● **WHAT IS REQUIRED**:
Your answer must be the full listing, reproduced word for word.

****

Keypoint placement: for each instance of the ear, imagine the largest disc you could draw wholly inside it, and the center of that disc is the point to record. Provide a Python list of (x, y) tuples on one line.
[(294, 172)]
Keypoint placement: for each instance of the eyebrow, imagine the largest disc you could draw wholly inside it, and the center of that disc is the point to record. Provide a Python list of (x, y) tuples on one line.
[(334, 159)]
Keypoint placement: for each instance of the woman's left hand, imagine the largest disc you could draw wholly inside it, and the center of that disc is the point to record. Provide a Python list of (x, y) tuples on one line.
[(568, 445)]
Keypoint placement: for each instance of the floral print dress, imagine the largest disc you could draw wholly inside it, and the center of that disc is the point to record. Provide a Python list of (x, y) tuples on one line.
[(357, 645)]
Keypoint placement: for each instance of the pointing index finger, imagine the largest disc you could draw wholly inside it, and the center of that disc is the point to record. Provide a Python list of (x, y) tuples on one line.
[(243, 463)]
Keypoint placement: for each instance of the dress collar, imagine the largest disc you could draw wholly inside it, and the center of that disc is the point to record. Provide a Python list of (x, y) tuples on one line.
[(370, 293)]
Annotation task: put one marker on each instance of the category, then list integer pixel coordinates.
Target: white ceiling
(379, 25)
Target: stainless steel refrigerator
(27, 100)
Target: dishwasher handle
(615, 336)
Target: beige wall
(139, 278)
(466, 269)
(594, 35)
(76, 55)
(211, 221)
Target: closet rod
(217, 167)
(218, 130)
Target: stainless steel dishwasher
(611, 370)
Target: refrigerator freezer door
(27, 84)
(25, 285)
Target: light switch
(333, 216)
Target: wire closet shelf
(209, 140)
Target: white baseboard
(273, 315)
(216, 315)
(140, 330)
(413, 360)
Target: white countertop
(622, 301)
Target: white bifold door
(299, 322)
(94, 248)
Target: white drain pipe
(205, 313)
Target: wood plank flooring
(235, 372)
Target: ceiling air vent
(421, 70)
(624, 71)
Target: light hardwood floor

****

● **PROBLEM SOLUTION**:
Keypoint placement: for each instance of the ear, imagine the largest disc you could draw wholly inside it, and the center of that disc is the point to record. Provide a Python list of (x, y) tuples on one line.
[(294, 172)]
Keypoint placement: for each instance of the eyebrow, imagine the largest disc you could draw wholly inside it, and the center of that disc is the point to record. Provide a Python list of (x, y) tuples on one line.
[(334, 159)]
Keypoint placement: for each instance of the woman's left hand, imagine the largest disc you could draw wholly inside it, and the center of that disc is the point to record. Provide a Python list of (x, y) tuples on one line.
[(568, 445)]
Keypoint placement: for each instance of the floral print dress, imagine the largest disc you could draw wholly inside it, and the center of that disc is the point to record. Provide a Python list of (x, y) tuples on one line.
[(357, 645)]
Keypoint placement: for each instance of the pointing index finger, imagine the largest disc you could draw wholly inside it, and the center of that disc is the point to record. Provide a Python list of (x, y) tuples on one line.
[(243, 463)]
Keypoint placement: for each instance of the dress collar, imagine the largest disc you could draw wholly inside it, and the center of that disc is the point to record. Provide a Python list of (x, y) tuples on one line.
[(370, 293)]
Annotation task: put one marker on each instance of the category, then list integer pixel coordinates.
Target: white ceiling
(379, 25)
Target: stainless steel refrigerator
(27, 100)
Target: dishwasher handle
(615, 336)
Target: beige wall
(139, 278)
(466, 269)
(594, 35)
(76, 55)
(211, 221)
Target: closet rod
(217, 167)
(218, 130)
Target: stainless steel dishwasher
(611, 370)
Target: refrigerator freezer door
(27, 84)
(25, 285)
Target: light switch
(333, 216)
Target: wire closet shelf
(209, 140)
Target: white baseboard
(273, 315)
(216, 315)
(140, 330)
(413, 360)
Target: white countertop
(622, 301)
Target: white bifold door
(299, 322)
(94, 248)
Target: white drain pipe
(205, 313)
Target: wood plank flooring
(235, 372)
Target: ceiling air vent
(421, 70)
(624, 71)
Target: light hardwood floor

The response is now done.